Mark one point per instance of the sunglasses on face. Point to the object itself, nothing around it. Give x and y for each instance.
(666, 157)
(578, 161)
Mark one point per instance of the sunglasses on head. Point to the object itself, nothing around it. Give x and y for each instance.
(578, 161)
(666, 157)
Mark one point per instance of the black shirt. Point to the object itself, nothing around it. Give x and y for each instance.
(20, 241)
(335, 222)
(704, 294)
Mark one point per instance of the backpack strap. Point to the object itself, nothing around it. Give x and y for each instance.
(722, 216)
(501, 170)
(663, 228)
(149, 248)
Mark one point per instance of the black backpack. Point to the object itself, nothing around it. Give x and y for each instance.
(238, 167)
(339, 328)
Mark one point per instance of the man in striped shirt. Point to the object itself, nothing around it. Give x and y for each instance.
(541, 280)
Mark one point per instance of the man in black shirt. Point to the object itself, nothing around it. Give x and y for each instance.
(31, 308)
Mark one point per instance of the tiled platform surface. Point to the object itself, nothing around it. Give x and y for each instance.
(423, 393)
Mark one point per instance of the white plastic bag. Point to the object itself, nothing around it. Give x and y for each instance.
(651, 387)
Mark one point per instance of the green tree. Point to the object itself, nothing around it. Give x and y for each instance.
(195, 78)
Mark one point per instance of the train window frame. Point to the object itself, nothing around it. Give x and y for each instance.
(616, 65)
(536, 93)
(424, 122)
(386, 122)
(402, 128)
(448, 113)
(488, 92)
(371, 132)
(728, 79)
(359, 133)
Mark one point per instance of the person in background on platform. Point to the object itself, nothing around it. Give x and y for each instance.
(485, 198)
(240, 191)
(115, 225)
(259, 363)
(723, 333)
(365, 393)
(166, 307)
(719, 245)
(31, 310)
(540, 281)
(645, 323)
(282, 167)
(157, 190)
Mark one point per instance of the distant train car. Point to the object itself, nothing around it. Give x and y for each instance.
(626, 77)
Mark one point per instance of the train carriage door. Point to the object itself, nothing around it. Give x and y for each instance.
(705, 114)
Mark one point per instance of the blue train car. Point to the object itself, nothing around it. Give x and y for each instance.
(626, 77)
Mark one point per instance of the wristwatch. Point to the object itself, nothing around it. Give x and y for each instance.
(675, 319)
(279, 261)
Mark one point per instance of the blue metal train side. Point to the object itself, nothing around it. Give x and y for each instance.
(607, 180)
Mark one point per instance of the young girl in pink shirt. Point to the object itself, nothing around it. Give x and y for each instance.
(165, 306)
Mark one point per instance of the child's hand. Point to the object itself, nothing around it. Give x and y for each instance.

──────

**Task statement:**
Format the stretch from the line containing "Mark one point per instance of the blue metal" through the end of the records as a Markdown table with the columns Row and Text. Number each line in Row, put its words in Text, and leave out blank lines.

**Reply:**
| Row | Text |
|---|---|
| 1 | Mark one point per instance of the blue metal train side. Point to the object itself, nothing around it. Give x and y for each instance. |
| 2 | (607, 180) |
| 3 | Mark one point per instance of the young girl in pink shirt. Point to the object itself, nothing around it. Give x and y for each instance. |
| 4 | (165, 306) |
| 5 | Mark one point per instance of the child's hand. Point to the object itself, nothing around it. Give x and y for each instance. |